__Source excerpt__.
-- begin --

In re Knabe

Decision Date09 January 1981
Docket NumberAdv. Proceeding No. 80-459.,Bankruptcy No. IP80-1201
Citation8 BR 53
PartiesIn re William L. KNABE, Debtor. Maxine T. BENNETT, Plaintiff, v. William L. KNABE, Defendant.
CourtU.S. Bankruptcy Court — Southern District of Indiana

D. Michael Bowman, Indianapolis, Ind., for plaintiff.

Ralph Ogden, Wilcox, Ogden, & DuMond, Fred D. Scott, Scott & Gurwitz, Indianapolis, Ind., for defendant.

CONCLUSIONS OF LAW AND ENTRY ON PARTIES' CROSS-MOTIONS FOR SUMMARY JUDGMENT AND DEFENDANT'S MOTION TO STRIKE

ROBERT L. BAYT, Bankruptcy Judge.

On the 25th day of March, 1980, the debtor, William L. Knabe, filed his Petition for Relief in the United States Bankruptcy Court for the Southern District of Indiana. On his petition he listed a debt to Maxine T. Bennett in the amount of $1,400. The debt represented attorney's fees which were awarded to Bennett by the Superior Court of Marion County, Indiana for representing Knabe's wife in a dissolution of marriage proceeding.

Bennett filed her Complaint for Relief from Stay and thereafter an Amended Complaint for Relief from Stay and to Determine Dischargeability of Debt, attaching a copy of the dissolution of marriage decree to the complaint.

Knabe, by counsel, filed his answer in general denial. Bennett then filed her Motion for Summary Judgment and submitted her legal memorandum.

Knabe filed his Cross-Motion for Summary Judgment, legal memorandum, and a Motion to Strike. No affidavits were filed by either party.

The court now makes it conclusions of law:

CONCLUSIONS OF LAW:

1. All things necessary to be done as a prerequisite to this proceeding have been done and the court has jurisdiction over the parties. Jurisdiction over the subject matter exists by virtue of 28 U.S.C. § 1471(b), (c), and (e) (1976).

-- end --

__Data listing__.
-- begin --

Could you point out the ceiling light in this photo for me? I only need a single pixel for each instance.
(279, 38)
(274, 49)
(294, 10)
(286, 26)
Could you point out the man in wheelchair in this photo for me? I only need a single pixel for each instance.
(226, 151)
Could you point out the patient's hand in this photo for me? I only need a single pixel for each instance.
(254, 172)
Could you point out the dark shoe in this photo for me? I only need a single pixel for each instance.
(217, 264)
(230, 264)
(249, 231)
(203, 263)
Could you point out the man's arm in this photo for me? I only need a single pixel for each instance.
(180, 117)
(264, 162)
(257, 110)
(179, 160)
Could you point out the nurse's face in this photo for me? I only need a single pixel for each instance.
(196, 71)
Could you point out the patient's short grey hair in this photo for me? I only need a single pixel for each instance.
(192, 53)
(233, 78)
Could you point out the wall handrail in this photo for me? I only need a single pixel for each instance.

-- end --
-- begin --

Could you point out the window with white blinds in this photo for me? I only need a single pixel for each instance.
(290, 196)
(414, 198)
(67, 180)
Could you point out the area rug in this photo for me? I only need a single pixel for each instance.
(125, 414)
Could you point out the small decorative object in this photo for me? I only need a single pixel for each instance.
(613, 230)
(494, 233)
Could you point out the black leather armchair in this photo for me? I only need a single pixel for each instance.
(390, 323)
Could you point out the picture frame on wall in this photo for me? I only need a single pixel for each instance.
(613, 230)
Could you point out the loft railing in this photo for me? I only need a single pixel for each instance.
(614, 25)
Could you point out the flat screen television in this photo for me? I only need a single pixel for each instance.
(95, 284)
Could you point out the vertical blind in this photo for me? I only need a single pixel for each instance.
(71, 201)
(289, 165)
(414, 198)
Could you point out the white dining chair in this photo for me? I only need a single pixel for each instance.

-- end --

__What you will do__.
**A.** In the bankruptcy decision about Knabe, what amount did the debtor list on his petition as owed to Maxine T. Bennett?
**B.** Carry on the bankruptcy decision about Knabe from the point where the excerpt ends.
The entries have no connection to the bankruptcy decision.

__Outputs for the tasks__.
**A.** He listed a debt of $1,400.

**B.**
2. These motions raise the issue of whether the obligation of one spouse to pay the other's attorney's fees under a final divorce decree is nondischargeable in bankruptcy. Such fees were previously nondischargeable under § 17(a)(7) of the Bankruptcy Act1 in this circuit under Schiller v. Cornish (In re Cornish), 529 F.2d 1363 (7th Cir. 1976). The court must determine whether that case remains valid law under § 523(a)(5) of the Bankruptcy Reform Act of 1978 (hereinafter "Bankruptcy Code" or "Code").2

3. Defendant Knabe, by making his Cross-Motion for Summary Judgment, concedes the truth of plaintiff Bennett's allegations for purposes of his motion. Prepo Corp. v. Pressure Can Corp., 234 F.2d 700 (7th Cir.), cert. denied, 352 U.S. 892, 77 S.Ct. 132, 1 L.Ed.2d 87 (1956); 10 Wright and Miller, Federal Practice and Procedure: Civil § 2720, at 462 (1973) (hereinafter "Wright and Miller: Civil"). Those assertions are set forth in Bennett's amended complaint. She contends that the debt owing to her from Knabe is nondischargeable as a matter of law as the debt represents attorney fees ordered paid to her for representing his ex-wife, Paula, in their dissolution of marriage. A copy of that decree, under the seal of the Superior Court of Marion County, Indiana, is attached to the complaint as Exhibit A.3 Paragraph 8 of the Order therein gives Bennett judgment for $1,400 "as and for services provided to the petitioner i.e., Paula Knabe." Since Knabe has not asserted any other supplementary facts in his answer, the court concludes that the above allegations are the material facts controlling Knabe's motion. For the same reason, and because of Knabe's concession of the allegations for purposes of the motion, the court further concludes that there is no genuine issue as to these material facts. However, the court is of the view that Knabe is not entitled to judgment as a matter of law.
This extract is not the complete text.